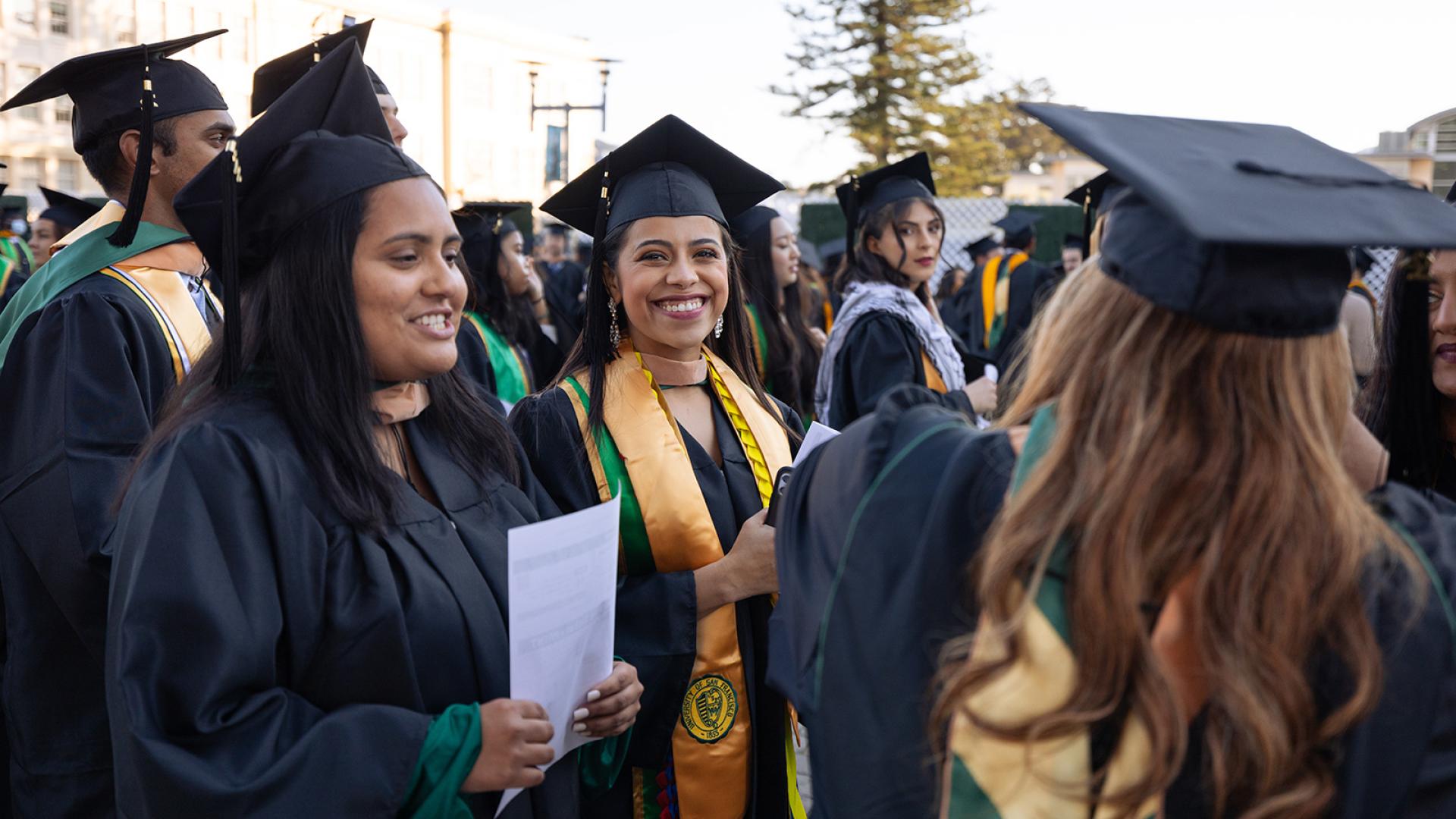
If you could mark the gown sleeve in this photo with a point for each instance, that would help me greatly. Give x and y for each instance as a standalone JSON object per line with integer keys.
{"x": 220, "y": 572}
{"x": 878, "y": 356}
{"x": 657, "y": 614}
{"x": 77, "y": 395}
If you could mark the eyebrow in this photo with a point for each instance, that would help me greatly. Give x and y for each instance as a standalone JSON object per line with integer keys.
{"x": 417, "y": 237}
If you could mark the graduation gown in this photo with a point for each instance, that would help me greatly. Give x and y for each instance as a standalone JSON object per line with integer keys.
{"x": 881, "y": 353}
{"x": 896, "y": 607}
{"x": 544, "y": 359}
{"x": 82, "y": 382}
{"x": 657, "y": 614}
{"x": 268, "y": 659}
{"x": 1031, "y": 284}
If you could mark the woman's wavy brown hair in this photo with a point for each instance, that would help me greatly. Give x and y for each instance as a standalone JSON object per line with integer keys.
{"x": 1178, "y": 450}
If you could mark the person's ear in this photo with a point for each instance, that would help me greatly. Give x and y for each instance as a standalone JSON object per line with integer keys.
{"x": 609, "y": 278}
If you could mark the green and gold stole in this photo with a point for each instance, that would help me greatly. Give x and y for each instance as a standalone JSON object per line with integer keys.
{"x": 666, "y": 526}
{"x": 996, "y": 295}
{"x": 147, "y": 267}
{"x": 513, "y": 378}
{"x": 987, "y": 777}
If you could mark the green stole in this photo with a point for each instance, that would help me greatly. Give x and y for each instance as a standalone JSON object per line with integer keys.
{"x": 513, "y": 379}
{"x": 74, "y": 262}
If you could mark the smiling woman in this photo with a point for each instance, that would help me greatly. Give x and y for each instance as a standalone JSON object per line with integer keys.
{"x": 887, "y": 333}
{"x": 310, "y": 556}
{"x": 666, "y": 401}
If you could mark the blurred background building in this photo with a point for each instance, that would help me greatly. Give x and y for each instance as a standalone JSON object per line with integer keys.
{"x": 463, "y": 82}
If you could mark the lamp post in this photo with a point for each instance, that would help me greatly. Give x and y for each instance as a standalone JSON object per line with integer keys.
{"x": 568, "y": 108}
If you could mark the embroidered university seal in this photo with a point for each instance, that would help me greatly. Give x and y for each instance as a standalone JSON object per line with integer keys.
{"x": 710, "y": 708}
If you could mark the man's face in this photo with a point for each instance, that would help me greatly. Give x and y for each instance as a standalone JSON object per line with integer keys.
{"x": 200, "y": 137}
{"x": 391, "y": 110}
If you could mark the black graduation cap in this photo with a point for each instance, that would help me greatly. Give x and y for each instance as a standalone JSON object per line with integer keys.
{"x": 1241, "y": 226}
{"x": 669, "y": 169}
{"x": 66, "y": 210}
{"x": 321, "y": 142}
{"x": 864, "y": 196}
{"x": 1018, "y": 224}
{"x": 379, "y": 83}
{"x": 750, "y": 222}
{"x": 127, "y": 88}
{"x": 274, "y": 76}
{"x": 983, "y": 245}
{"x": 1360, "y": 260}
{"x": 481, "y": 226}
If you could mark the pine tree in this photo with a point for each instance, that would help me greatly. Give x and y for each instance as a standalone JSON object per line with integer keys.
{"x": 896, "y": 76}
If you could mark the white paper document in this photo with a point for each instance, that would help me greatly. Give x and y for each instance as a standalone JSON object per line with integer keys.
{"x": 817, "y": 436}
{"x": 563, "y": 585}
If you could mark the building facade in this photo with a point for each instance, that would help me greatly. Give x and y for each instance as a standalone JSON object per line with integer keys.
{"x": 1423, "y": 155}
{"x": 462, "y": 79}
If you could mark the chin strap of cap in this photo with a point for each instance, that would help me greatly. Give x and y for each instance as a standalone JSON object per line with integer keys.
{"x": 142, "y": 175}
{"x": 226, "y": 276}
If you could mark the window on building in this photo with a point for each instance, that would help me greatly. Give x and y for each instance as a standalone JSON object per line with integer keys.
{"x": 1446, "y": 136}
{"x": 67, "y": 175}
{"x": 61, "y": 17}
{"x": 33, "y": 174}
{"x": 25, "y": 74}
{"x": 126, "y": 28}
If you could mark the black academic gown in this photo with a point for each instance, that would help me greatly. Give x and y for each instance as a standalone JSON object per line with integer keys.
{"x": 542, "y": 356}
{"x": 881, "y": 353}
{"x": 82, "y": 382}
{"x": 268, "y": 659}
{"x": 657, "y": 614}
{"x": 864, "y": 691}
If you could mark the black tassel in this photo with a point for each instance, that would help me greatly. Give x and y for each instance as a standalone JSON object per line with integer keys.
{"x": 226, "y": 275}
{"x": 142, "y": 175}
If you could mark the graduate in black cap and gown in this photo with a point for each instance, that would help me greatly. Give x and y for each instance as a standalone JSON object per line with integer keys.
{"x": 1011, "y": 287}
{"x": 1172, "y": 490}
{"x": 63, "y": 213}
{"x": 88, "y": 350}
{"x": 15, "y": 261}
{"x": 309, "y": 604}
{"x": 963, "y": 311}
{"x": 504, "y": 343}
{"x": 887, "y": 330}
{"x": 664, "y": 409}
{"x": 277, "y": 74}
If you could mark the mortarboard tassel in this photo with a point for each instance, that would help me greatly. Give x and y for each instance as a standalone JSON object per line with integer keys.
{"x": 228, "y": 279}
{"x": 142, "y": 175}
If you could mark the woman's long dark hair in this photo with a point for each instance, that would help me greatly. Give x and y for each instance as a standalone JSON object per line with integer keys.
{"x": 593, "y": 350}
{"x": 873, "y": 267}
{"x": 1400, "y": 403}
{"x": 789, "y": 360}
{"x": 513, "y": 316}
{"x": 305, "y": 347}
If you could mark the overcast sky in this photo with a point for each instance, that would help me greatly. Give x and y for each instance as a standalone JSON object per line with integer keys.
{"x": 1340, "y": 71}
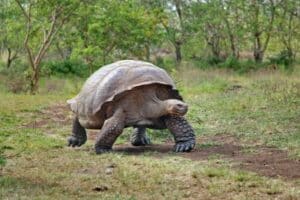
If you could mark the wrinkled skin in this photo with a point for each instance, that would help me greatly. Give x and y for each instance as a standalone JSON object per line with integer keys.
{"x": 134, "y": 94}
{"x": 142, "y": 108}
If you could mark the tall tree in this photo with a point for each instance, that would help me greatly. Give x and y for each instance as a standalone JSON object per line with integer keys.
{"x": 11, "y": 31}
{"x": 43, "y": 20}
{"x": 261, "y": 15}
{"x": 288, "y": 26}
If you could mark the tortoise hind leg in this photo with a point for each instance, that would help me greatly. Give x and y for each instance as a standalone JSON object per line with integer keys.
{"x": 139, "y": 137}
{"x": 78, "y": 136}
{"x": 110, "y": 131}
{"x": 183, "y": 133}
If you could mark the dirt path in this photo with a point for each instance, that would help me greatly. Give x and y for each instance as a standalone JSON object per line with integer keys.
{"x": 262, "y": 160}
{"x": 265, "y": 161}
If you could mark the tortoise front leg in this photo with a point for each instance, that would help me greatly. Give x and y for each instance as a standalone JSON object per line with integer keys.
{"x": 183, "y": 133}
{"x": 139, "y": 137}
{"x": 110, "y": 131}
{"x": 78, "y": 136}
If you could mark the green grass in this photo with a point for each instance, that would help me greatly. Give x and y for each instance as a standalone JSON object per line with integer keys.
{"x": 256, "y": 109}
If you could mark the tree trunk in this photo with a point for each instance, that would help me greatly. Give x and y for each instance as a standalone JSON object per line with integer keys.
{"x": 258, "y": 52}
{"x": 34, "y": 80}
{"x": 10, "y": 58}
{"x": 8, "y": 63}
{"x": 178, "y": 52}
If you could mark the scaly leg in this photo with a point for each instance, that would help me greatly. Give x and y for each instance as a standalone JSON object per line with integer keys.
{"x": 183, "y": 133}
{"x": 110, "y": 131}
{"x": 139, "y": 137}
{"x": 78, "y": 136}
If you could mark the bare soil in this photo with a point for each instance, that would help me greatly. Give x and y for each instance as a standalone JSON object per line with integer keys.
{"x": 266, "y": 161}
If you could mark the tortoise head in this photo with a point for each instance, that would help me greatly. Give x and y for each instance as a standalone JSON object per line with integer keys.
{"x": 176, "y": 107}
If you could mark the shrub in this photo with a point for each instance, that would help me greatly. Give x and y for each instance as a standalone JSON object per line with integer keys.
{"x": 284, "y": 58}
{"x": 15, "y": 78}
{"x": 61, "y": 68}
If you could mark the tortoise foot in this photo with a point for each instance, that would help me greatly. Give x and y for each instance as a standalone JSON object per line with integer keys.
{"x": 75, "y": 141}
{"x": 186, "y": 146}
{"x": 102, "y": 149}
{"x": 140, "y": 140}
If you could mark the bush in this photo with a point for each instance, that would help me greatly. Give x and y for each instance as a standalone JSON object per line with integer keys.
{"x": 66, "y": 67}
{"x": 284, "y": 58}
{"x": 232, "y": 63}
{"x": 15, "y": 78}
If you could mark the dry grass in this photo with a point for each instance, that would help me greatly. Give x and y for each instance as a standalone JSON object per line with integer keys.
{"x": 260, "y": 108}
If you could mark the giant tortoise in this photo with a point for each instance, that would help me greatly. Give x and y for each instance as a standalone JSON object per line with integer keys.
{"x": 134, "y": 94}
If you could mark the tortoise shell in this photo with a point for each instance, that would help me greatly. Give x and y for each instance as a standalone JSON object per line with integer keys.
{"x": 112, "y": 80}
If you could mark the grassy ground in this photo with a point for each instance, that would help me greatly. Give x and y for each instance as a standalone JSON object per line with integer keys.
{"x": 245, "y": 115}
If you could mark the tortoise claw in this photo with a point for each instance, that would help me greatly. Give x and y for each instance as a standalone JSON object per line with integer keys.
{"x": 137, "y": 140}
{"x": 102, "y": 149}
{"x": 74, "y": 141}
{"x": 184, "y": 146}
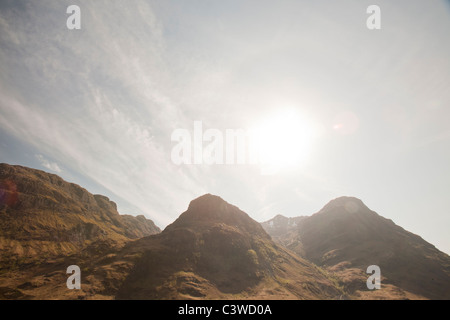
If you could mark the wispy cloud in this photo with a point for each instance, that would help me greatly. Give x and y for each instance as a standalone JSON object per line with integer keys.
{"x": 53, "y": 166}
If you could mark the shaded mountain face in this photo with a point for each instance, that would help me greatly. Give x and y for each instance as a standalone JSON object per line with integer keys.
{"x": 41, "y": 215}
{"x": 284, "y": 231}
{"x": 346, "y": 237}
{"x": 214, "y": 251}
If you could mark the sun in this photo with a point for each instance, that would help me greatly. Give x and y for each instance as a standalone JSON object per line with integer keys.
{"x": 284, "y": 140}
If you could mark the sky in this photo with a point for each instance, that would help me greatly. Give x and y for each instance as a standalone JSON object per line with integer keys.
{"x": 99, "y": 105}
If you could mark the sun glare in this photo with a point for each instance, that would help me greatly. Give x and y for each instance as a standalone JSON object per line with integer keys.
{"x": 284, "y": 140}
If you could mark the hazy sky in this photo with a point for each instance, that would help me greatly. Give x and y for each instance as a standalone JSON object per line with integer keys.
{"x": 97, "y": 106}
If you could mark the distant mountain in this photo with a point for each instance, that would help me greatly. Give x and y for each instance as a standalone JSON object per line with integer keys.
{"x": 345, "y": 237}
{"x": 212, "y": 251}
{"x": 41, "y": 216}
{"x": 284, "y": 230}
{"x": 215, "y": 251}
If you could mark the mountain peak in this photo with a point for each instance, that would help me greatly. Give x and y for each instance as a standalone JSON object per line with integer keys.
{"x": 210, "y": 210}
{"x": 348, "y": 204}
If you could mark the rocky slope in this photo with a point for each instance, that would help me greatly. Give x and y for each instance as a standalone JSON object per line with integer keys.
{"x": 43, "y": 216}
{"x": 216, "y": 251}
{"x": 345, "y": 237}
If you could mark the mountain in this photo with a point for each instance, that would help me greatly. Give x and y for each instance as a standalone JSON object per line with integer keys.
{"x": 284, "y": 231}
{"x": 212, "y": 251}
{"x": 43, "y": 216}
{"x": 345, "y": 237}
{"x": 216, "y": 251}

▶ _Exercise description_:
Your answer should be the lines from the one containing "If you could mark the rocky" to the end of the entries above, restated exactly and alone.

▶ _Task answer_:
If you could mark the rocky slope in this photo with a point for each instance, that would help me greatly. Give x and y for each instance as a standalone JSON object per line with integer keys.
{"x": 43, "y": 216}
{"x": 216, "y": 251}
{"x": 345, "y": 237}
If you could mark the mountain in this photo with a point for each instance, that would help me greatly. Give x and y for each instance as a standalone JSON object per line with integer keys.
{"x": 284, "y": 231}
{"x": 212, "y": 251}
{"x": 43, "y": 216}
{"x": 345, "y": 237}
{"x": 216, "y": 251}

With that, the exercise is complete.